Vu la procédure suivante :
Procédure contentieuse antérieure :
Mme C... E...a demandé au tribunal administratif de Montpellier, d'une part, d'annuler la décision du 2 mai 2015 par laquelle le directeur de la caisse primaire d'assurance maladie des Pyrénées-Orientales lui a demandé de restituer l'intégralité des remboursements qu'elle a perçus en subrogation des assurés sociaux, au titre des années 2013 et 2014, pour un montant de 112 189,74 euros, ainsi que la décision de ce même directeur du 27 juillet 2015 ramenant le montant des sommes réclamées à 94 239,40 euros et, d'autre part, de condamner la caisse primaire d'assurance maladie des Pyrénées-Orientales à lui verser la somme de 194 434 euros en réparation des préjudices subis du fait de l'intervention de ces décisions.
Par un jugement n° 1602937 du 3 avril 2018, le tribunal administratif de Montpellier a annulé les décisions du 2 mai 2015 et du 27 juillet 2015 et a condamné la caisse primaire d'assurance maladie des Pyrénées-Orientales à verser à Mme E... la somme de 47 365 euros.
Procédure devant la Cour :
I. Par une requête et des mémoires en réplique enregistrés les 2 mai 2018, 6 septembre 2018 et 12 décembre 2018 sous le n° 18MA02030, la caisse primaire d'assurance maladie des Pyrénées-Orientales, représentée par la SCP Cauvin Leygue, demande à la Cour :
1°) d'annuler ce jugement ;
2°) à titre principal, de rejeter la demande de Mme E... comme présentée devant un ordre de juridiction incompétent pour en connaître ;
3°) à titre subsidiaire, de rejeter la demande de première instance de Mme E... comme infondée ;
4°) de condamner le syndicat Infin'idels à lui verser une indemnité de 5 000 euros en réparation du préjudice imputable à son intervention irrégulière ;
5°) de mettre à la charge de Mme E... et du syndicat Infin'idels la somme de 6 000 euros au titre de l'article L. 761-1 du code de justice administrative.

- DONNÉES AFFICHÉES
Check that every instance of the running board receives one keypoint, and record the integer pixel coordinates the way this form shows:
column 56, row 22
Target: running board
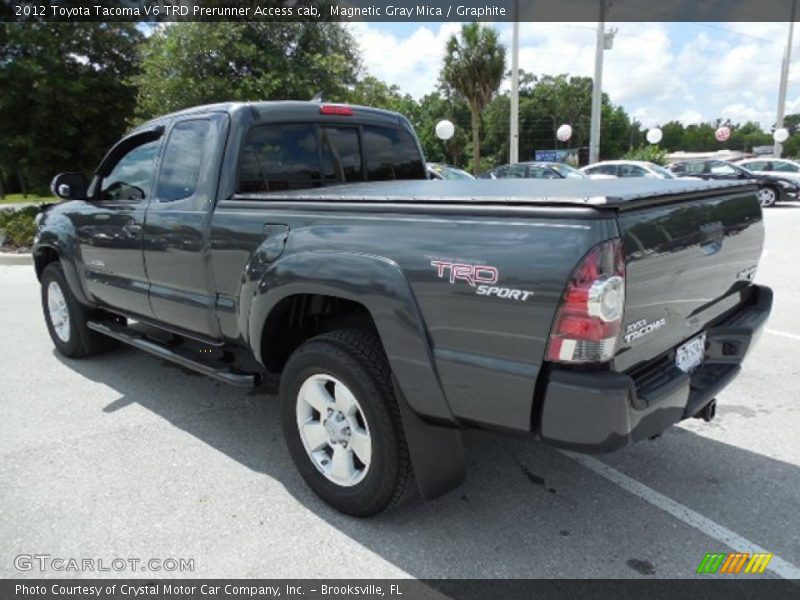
column 137, row 340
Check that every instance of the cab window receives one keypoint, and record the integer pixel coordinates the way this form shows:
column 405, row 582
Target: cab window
column 131, row 177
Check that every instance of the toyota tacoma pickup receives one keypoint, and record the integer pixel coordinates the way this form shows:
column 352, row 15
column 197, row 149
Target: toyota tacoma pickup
column 301, row 242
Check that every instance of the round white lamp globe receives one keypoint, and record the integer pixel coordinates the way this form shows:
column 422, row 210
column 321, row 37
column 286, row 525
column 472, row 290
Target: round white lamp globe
column 781, row 135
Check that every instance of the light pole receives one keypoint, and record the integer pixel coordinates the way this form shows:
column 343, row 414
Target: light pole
column 787, row 56
column 604, row 41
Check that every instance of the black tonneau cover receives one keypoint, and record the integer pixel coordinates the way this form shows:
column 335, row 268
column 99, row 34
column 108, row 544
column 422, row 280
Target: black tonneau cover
column 601, row 193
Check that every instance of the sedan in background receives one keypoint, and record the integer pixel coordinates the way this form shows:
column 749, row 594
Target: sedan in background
column 772, row 188
column 441, row 171
column 626, row 168
column 782, row 167
column 533, row 170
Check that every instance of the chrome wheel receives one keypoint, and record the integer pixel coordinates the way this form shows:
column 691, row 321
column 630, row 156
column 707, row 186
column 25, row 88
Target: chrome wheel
column 59, row 312
column 334, row 430
column 766, row 196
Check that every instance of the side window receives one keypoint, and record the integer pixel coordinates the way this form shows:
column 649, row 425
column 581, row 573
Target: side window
column 131, row 177
column 183, row 158
column 341, row 155
column 391, row 154
column 279, row 157
column 516, row 171
column 721, row 168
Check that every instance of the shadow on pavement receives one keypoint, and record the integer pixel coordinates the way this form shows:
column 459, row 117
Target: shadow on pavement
column 526, row 510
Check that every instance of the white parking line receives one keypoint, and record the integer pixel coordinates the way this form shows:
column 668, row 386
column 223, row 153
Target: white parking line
column 791, row 336
column 777, row 565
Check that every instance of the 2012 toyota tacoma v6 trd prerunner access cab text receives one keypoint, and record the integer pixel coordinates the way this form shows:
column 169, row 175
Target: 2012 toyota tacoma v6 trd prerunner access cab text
column 250, row 240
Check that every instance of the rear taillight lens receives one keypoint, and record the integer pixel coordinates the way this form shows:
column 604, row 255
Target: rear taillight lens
column 589, row 317
column 336, row 109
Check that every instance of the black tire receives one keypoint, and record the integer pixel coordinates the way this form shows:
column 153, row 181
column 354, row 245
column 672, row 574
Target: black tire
column 355, row 358
column 81, row 341
column 766, row 201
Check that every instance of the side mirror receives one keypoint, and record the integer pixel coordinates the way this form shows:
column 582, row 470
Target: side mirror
column 69, row 186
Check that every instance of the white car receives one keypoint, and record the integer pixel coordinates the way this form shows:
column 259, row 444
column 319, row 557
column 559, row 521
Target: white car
column 626, row 168
column 789, row 169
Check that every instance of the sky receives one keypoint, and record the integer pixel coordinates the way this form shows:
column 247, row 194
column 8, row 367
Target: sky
column 690, row 72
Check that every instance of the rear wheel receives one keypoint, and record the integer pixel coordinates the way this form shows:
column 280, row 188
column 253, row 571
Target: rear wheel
column 66, row 318
column 767, row 196
column 342, row 424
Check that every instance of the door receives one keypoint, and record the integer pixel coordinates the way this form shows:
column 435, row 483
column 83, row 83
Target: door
column 110, row 229
column 175, row 232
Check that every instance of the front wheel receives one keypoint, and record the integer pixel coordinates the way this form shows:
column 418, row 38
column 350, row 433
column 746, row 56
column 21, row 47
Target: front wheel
column 66, row 318
column 342, row 424
column 767, row 196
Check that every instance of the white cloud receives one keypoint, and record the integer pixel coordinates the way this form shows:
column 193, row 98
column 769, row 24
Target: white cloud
column 413, row 62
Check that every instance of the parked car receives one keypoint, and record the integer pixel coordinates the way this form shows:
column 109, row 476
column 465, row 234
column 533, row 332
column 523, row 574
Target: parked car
column 533, row 170
column 782, row 167
column 587, row 314
column 772, row 188
column 626, row 168
column 440, row 171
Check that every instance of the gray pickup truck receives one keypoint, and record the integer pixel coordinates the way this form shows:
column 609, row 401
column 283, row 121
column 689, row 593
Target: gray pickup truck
column 303, row 240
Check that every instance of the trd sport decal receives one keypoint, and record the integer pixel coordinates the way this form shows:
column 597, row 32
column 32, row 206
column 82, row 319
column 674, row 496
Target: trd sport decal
column 481, row 277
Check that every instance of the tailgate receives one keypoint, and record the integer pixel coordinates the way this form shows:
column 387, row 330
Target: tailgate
column 687, row 263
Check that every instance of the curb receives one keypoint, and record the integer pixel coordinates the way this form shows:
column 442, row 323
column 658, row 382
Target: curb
column 7, row 258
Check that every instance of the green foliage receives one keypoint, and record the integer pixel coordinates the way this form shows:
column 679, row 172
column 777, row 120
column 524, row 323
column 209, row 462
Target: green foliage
column 474, row 64
column 65, row 97
column 653, row 154
column 19, row 226
column 186, row 64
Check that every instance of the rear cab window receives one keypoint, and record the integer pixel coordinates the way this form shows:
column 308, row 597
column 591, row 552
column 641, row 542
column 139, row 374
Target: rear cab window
column 290, row 156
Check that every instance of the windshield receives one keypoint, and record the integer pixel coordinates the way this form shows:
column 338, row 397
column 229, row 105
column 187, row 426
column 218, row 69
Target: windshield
column 662, row 172
column 567, row 171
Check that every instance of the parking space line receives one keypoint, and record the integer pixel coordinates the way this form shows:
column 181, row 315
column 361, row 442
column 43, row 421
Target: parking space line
column 777, row 565
column 791, row 336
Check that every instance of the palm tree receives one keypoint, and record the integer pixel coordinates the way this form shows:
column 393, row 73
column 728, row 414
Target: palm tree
column 474, row 66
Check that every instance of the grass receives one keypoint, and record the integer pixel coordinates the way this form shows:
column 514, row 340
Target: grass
column 18, row 198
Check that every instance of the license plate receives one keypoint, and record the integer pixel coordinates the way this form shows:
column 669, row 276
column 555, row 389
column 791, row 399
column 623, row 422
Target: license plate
column 690, row 355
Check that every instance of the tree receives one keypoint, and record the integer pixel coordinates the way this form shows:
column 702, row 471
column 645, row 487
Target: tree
column 66, row 97
column 474, row 65
column 186, row 64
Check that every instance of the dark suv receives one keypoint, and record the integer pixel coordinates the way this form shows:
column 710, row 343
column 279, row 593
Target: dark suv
column 771, row 188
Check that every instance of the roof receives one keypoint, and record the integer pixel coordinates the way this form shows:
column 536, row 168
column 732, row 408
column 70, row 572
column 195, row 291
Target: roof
column 592, row 192
column 277, row 107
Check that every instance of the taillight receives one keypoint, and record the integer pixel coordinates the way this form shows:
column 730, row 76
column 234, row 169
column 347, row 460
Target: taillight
column 336, row 109
column 590, row 314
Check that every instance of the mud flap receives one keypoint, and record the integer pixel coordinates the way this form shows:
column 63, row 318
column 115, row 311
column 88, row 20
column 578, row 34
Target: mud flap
column 437, row 453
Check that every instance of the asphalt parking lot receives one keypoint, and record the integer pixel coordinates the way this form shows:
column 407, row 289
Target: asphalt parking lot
column 122, row 455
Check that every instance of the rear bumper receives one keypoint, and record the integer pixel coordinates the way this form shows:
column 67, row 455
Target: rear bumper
column 603, row 411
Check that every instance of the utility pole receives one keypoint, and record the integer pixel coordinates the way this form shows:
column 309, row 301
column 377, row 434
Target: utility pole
column 787, row 56
column 597, row 87
column 514, row 129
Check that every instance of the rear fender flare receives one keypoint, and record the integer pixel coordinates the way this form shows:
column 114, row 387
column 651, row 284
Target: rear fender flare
column 379, row 285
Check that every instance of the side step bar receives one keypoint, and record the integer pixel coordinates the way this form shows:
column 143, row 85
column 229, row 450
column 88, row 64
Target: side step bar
column 132, row 338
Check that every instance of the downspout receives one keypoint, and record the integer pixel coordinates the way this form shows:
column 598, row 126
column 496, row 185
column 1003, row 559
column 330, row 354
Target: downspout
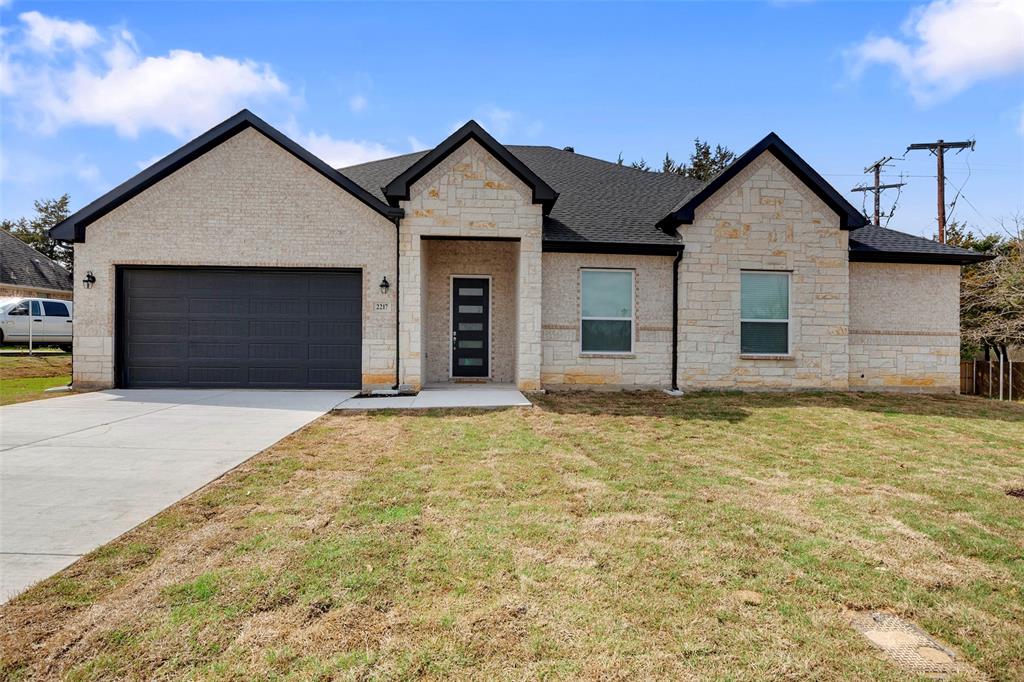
column 397, row 301
column 675, row 316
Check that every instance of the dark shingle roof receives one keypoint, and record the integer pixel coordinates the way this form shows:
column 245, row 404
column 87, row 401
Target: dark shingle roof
column 602, row 202
column 598, row 201
column 872, row 243
column 20, row 264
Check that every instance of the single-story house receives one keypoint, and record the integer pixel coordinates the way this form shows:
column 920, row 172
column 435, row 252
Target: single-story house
column 26, row 272
column 243, row 260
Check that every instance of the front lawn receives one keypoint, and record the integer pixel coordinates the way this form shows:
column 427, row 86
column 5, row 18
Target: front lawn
column 26, row 378
column 597, row 536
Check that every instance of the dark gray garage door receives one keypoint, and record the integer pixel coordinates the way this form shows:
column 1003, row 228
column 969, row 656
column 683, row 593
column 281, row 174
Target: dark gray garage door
column 240, row 328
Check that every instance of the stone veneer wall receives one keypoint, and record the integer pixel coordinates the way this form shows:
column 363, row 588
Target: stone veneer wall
column 564, row 365
column 904, row 327
column 471, row 195
column 245, row 203
column 442, row 258
column 765, row 218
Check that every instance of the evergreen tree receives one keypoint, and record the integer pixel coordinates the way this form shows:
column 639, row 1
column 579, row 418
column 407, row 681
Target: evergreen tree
column 33, row 230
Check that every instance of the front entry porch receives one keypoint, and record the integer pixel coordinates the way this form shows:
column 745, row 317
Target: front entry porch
column 475, row 298
column 445, row 396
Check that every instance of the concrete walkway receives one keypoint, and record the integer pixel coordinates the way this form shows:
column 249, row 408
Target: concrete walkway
column 445, row 395
column 78, row 471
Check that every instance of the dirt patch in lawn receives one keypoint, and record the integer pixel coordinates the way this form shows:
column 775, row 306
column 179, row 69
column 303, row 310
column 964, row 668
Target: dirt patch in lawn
column 26, row 367
column 612, row 537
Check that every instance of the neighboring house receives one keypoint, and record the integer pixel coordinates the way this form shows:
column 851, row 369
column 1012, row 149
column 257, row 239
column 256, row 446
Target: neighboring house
column 244, row 260
column 25, row 271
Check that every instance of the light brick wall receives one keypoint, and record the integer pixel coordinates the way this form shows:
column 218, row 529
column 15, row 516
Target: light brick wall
column 904, row 327
column 497, row 259
column 765, row 218
column 245, row 203
column 650, row 364
column 471, row 195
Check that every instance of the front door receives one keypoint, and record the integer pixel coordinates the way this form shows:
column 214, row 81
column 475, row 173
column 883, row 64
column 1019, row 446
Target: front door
column 470, row 327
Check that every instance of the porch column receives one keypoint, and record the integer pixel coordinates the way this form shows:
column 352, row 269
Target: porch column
column 528, row 288
column 411, row 309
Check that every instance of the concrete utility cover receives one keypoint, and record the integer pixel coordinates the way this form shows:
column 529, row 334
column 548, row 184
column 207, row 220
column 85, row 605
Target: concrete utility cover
column 909, row 646
column 78, row 471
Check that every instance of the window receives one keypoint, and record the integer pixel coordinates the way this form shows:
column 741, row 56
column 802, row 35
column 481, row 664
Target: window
column 54, row 309
column 764, row 315
column 606, row 311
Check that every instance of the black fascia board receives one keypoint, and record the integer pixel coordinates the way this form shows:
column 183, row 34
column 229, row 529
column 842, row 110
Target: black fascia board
column 850, row 217
column 632, row 249
column 398, row 188
column 879, row 256
column 73, row 227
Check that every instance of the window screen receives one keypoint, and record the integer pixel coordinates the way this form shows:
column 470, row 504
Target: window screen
column 54, row 309
column 606, row 320
column 764, row 313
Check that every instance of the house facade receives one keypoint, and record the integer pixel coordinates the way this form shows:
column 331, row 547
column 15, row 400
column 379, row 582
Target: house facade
column 244, row 260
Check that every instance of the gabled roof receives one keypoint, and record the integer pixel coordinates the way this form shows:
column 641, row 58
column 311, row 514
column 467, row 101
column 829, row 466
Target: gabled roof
column 73, row 228
column 23, row 265
column 849, row 217
column 397, row 189
column 601, row 204
column 875, row 244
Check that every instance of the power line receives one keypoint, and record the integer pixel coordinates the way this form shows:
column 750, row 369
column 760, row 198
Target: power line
column 939, row 148
column 878, row 187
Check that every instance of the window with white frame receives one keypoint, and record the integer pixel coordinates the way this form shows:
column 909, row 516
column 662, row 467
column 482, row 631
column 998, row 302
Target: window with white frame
column 606, row 311
column 764, row 315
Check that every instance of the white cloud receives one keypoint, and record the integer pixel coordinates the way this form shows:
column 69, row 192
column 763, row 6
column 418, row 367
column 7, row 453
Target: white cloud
column 503, row 123
column 46, row 33
column 341, row 153
column 948, row 46
column 357, row 103
column 109, row 82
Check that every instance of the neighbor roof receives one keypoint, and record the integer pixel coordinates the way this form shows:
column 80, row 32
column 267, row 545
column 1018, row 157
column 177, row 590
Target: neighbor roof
column 23, row 265
column 601, row 205
column 875, row 244
column 73, row 228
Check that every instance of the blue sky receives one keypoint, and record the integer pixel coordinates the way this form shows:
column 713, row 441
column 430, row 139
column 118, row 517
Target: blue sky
column 92, row 92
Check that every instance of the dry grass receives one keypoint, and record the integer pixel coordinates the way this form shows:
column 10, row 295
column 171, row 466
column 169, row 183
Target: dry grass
column 598, row 536
column 25, row 378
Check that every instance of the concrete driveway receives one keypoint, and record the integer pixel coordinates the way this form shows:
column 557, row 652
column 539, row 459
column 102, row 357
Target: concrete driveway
column 78, row 471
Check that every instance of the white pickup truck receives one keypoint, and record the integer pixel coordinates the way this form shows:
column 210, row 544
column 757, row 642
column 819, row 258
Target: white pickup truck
column 37, row 320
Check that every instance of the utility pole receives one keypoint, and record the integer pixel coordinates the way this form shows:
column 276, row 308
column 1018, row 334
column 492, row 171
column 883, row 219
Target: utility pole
column 878, row 187
column 938, row 148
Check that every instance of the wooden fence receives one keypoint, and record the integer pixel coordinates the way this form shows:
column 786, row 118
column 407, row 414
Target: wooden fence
column 982, row 378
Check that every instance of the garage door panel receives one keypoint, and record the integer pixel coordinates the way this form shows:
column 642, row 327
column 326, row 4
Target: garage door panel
column 144, row 376
column 216, row 376
column 156, row 350
column 327, row 329
column 143, row 327
column 217, row 327
column 344, row 308
column 218, row 306
column 276, row 306
column 158, row 305
column 216, row 350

- À FAIRE 1
Les affirmations suivantes sont-elles conformes à l'extrait à lire ? Répondez par oui ou par non pour chacune, en citant les mots de l'extrait qui le montrent.
(a) Le tribunal administratif de Montpellier a condamné la caisse à verser 194 434 euros à Mme E...
(b) La décision du 27 juillet 2015 a ramené le montant réclamé à 94 239,40 euros.
(c) Devant la Cour, la caisse est représentée par la SCP Cauvin Leygue.
- À FAIRE 2
Écrivez en quelques phrases la suite de l'extrait à lire sur le litige entre la caisse et Mme E..., à partir de l'endroit où il s'arrête.

- VOTRE RÉPONSE 1
(a) Non : « a condamné la caisse primaire d'assurance maladie des Pyrénées-Orientales à verser à Mme E... la somme de 47 365 euros ».
(b) Oui : « la décision de ce même directeur du 27 juillet 2015 ramenant le montant des sommes réclamées à 94 239,40 euros ».
(c) Oui : « représentée par la SCP Cauvin Leygue ».

- VOTRE RÉPONSE 2
Elle soutient que :
- son directeur n'a pris aucune sanction à l'encontre de Mme E... et s'est borné à recouvrer le préjudice subi du fait de remboursements au titre de soins prodigués à tort ;
- le contentieux né de cette décision relève de la juridiction judiciaire ;
- Mme E... ayant créé un cabinet fictif méconnaissant les règles d'installation imposées aux infirmiers libéraux, les décisions du 2 mai 2015 et du 27 juillet 2015 sont fondées ;
- le syndicat Infin'idels a abusé de son droit d'intervenir à l'instance.
Par des mémoires en défense enregistrés le 8 août 2018 et le 11 janvier 2019, Mme E..., représentée par Me F..., demande à la Cour :
1°) de rejeter la requête de la caisse primaire d'assurance maladie des Pyrénées-Orientales ;
2°) par la voie de l'appel incident, d'annuler le jugement en ce qu'il a limité à 47 365 euros le montant de l'indemnité qui lui est due et de porter cette indemnité à la somme de 194 434 euros, majorée des pertes de revenus subies à compter du jour du jugement ;
3°) de mettre une somme de 6 000 euros à la charge de la caisse primaire d'assurance maladie des Pyrénées-Orientales en application des dispositions de l'article L. 761-1 du code de justice administrative.
Elle soutient que :
- la caisse primaire d'assurance maladie a pris à son encontre une sanction de déconventionnement dont le contentieux relève des juridictions administratives ;
- cette sanction est irrégulière faute de consultation des instances et de respect de garanties prévues par l'article 7.4.1 de la convention nationale des infirmiers ;
- cette sanction méconnaît les dispositions de l'article L. 162-12 du code de la sécurité sociale ;
- elle est en droit de soigner des patients en dehors de la zone où elle est installée et elle n'a commis aucune faute susceptible de conduire à un partage de responsabilité ;
- ne pouvant toujours pas travailler, elle devait être indemnisée de la perte de revenus au-delà de la date de l'intervention du jugement du Tribunal, jusqu'à la reprise de son activité.
Par un mémoire en défense enregistré le 15 octobre 2018, le syndicat Infin'idels, représenté par Me B..., conclut au rejet de la requête.
Il soutient que les moyens soulevés par la caisse primaire d'assurance maladie des Pyrénées-Orientales sont infondés.
Par ordonnance du 17 janvier 2019, la clôture de l'instruction a été fixée au 4 février 2019.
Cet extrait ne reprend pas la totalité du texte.